**Aim**. Please identify each line in the records below that contains the word "leaf" and copy those lines.

**Extracted material**.
______
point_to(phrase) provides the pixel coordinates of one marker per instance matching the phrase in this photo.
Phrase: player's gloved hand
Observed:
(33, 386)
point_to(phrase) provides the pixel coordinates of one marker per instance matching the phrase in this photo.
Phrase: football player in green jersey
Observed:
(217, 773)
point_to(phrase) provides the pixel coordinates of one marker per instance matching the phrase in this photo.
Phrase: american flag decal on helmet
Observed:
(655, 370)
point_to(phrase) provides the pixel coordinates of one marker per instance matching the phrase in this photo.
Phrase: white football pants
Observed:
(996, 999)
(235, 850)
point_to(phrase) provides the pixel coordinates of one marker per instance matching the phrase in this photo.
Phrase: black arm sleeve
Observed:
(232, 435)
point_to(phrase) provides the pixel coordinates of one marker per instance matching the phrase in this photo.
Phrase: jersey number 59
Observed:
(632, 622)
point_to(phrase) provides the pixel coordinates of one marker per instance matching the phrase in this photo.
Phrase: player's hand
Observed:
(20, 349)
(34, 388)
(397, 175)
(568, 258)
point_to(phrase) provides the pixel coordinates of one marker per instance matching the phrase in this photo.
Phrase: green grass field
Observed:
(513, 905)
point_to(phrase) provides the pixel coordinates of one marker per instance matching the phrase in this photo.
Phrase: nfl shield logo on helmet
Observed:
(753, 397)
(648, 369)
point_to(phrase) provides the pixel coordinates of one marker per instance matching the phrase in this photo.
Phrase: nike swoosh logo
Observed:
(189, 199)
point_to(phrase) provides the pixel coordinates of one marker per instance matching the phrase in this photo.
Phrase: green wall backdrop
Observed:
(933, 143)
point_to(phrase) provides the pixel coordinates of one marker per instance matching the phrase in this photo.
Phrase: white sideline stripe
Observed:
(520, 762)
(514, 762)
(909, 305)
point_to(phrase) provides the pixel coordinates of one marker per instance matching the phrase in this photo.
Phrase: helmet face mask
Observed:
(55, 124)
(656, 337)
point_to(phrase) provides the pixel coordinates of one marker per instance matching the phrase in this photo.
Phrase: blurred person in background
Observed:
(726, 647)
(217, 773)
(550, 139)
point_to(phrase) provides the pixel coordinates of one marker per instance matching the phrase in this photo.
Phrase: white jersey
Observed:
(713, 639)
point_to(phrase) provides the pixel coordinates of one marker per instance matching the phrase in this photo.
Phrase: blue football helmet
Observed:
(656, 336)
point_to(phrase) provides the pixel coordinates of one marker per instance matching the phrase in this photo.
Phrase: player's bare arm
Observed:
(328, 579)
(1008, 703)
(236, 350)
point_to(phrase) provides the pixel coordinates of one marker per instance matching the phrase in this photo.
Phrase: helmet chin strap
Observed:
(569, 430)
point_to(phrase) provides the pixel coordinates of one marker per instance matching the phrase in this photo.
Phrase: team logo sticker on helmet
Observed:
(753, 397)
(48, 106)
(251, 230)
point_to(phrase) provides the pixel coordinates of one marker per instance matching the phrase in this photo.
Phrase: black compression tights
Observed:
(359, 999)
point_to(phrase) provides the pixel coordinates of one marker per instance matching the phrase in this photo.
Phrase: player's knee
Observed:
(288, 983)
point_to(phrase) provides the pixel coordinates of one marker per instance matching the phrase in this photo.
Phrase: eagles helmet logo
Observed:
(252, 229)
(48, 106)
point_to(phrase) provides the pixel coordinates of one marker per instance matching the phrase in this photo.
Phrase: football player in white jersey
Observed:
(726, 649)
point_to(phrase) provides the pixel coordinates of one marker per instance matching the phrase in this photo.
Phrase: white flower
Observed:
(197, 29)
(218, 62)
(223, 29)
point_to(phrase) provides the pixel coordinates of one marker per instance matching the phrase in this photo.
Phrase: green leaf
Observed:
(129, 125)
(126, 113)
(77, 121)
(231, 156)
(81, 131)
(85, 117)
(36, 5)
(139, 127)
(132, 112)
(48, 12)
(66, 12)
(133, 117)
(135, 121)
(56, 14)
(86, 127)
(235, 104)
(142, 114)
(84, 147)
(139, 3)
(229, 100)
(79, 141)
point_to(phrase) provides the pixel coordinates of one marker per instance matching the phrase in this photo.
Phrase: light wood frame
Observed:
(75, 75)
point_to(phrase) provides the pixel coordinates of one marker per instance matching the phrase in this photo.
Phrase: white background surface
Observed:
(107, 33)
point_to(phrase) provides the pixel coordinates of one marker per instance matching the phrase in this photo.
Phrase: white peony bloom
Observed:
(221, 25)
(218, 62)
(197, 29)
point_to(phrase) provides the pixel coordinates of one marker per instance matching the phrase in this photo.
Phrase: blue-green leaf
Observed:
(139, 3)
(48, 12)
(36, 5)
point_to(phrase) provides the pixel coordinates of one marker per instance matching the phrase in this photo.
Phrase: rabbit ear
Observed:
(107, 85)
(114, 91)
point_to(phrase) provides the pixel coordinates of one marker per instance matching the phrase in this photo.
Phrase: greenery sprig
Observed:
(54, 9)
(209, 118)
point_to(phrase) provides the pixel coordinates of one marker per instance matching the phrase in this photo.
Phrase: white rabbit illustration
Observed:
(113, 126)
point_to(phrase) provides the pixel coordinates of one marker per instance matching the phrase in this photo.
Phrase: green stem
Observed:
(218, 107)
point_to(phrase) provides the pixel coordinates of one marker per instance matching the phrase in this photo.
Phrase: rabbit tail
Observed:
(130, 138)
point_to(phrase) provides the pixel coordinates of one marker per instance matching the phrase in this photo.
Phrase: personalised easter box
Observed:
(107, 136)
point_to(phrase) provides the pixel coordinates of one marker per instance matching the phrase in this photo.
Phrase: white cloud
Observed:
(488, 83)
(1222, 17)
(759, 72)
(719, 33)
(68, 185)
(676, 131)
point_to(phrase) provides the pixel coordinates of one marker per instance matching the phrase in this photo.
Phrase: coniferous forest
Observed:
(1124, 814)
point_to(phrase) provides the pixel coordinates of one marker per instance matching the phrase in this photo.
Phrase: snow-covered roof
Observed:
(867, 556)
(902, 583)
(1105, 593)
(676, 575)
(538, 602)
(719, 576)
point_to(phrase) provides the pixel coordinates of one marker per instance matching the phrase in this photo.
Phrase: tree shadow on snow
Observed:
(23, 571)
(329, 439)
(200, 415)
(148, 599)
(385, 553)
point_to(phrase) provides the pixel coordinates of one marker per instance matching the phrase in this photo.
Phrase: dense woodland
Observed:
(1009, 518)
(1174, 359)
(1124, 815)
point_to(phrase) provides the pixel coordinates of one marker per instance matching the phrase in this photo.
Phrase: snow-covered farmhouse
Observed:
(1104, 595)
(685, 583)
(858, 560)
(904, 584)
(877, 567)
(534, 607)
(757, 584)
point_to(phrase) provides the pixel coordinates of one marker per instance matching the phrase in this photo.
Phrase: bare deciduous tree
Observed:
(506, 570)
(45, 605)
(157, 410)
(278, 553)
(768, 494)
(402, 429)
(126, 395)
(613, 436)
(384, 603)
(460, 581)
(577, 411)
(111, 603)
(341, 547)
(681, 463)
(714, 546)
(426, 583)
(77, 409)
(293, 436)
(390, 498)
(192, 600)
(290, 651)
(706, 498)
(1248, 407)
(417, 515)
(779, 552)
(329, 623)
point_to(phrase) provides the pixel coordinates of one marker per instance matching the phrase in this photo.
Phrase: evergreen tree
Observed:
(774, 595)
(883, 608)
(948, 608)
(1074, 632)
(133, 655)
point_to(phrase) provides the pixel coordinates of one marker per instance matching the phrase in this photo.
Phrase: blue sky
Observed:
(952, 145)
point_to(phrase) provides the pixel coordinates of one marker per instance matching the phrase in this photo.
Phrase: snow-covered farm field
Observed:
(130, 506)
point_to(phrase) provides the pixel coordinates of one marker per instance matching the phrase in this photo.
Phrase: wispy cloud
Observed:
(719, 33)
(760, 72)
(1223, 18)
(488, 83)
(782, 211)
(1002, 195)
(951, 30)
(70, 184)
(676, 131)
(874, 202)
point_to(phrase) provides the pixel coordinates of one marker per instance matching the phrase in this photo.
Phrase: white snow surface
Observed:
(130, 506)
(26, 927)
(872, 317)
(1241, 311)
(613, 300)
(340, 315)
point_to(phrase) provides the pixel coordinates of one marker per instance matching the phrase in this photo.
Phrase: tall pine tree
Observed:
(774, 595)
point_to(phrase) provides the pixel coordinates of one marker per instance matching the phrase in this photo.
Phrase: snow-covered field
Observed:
______
**Correct response**.
Phrase: green leaf
Phrase: blue-green leaf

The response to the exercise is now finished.